- _RECORDS TO USE_
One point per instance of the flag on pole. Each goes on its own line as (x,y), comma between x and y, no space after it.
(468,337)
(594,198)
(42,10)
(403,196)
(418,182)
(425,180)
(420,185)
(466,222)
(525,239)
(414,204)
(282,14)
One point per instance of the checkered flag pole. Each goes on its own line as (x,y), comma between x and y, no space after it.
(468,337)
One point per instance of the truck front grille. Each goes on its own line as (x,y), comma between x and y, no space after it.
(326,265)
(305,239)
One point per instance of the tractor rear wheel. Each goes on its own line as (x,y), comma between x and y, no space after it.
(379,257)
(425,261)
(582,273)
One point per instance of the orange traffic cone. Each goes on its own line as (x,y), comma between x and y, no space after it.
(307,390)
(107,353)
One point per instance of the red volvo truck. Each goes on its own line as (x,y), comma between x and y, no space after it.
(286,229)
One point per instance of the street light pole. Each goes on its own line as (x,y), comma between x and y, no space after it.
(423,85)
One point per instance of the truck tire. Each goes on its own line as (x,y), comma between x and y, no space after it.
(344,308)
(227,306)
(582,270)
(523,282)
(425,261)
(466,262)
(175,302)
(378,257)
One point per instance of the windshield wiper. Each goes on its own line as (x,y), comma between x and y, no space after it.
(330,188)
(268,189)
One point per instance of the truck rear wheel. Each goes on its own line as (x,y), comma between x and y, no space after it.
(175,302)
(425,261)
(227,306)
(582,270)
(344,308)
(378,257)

- _REQUIRED WORK_
Transcribe exactly, and only, the lines from the one bearing "One point per instance of the street" through the last line of the entries, counting both.

- _ANSWER SPACE_
One point per instance of the street light pole. Each goes on its own line as (x,y), comma between x and y, no space after it.
(423,85)
One point per instance of the truck tire. Each goes on its own line as (x,y), comma between x and y, no space after it.
(344,308)
(227,306)
(582,270)
(523,282)
(425,261)
(466,262)
(175,302)
(378,257)
One point per instance of the windshield wiper. Each goes on its own line as (x,y), comma between x and y, no space after it.
(330,188)
(268,189)
One point per instance of the truck rear wheel. Each goes on its own line as (x,y), comma between x and y, no space after it.
(175,302)
(425,261)
(227,306)
(582,270)
(344,308)
(378,257)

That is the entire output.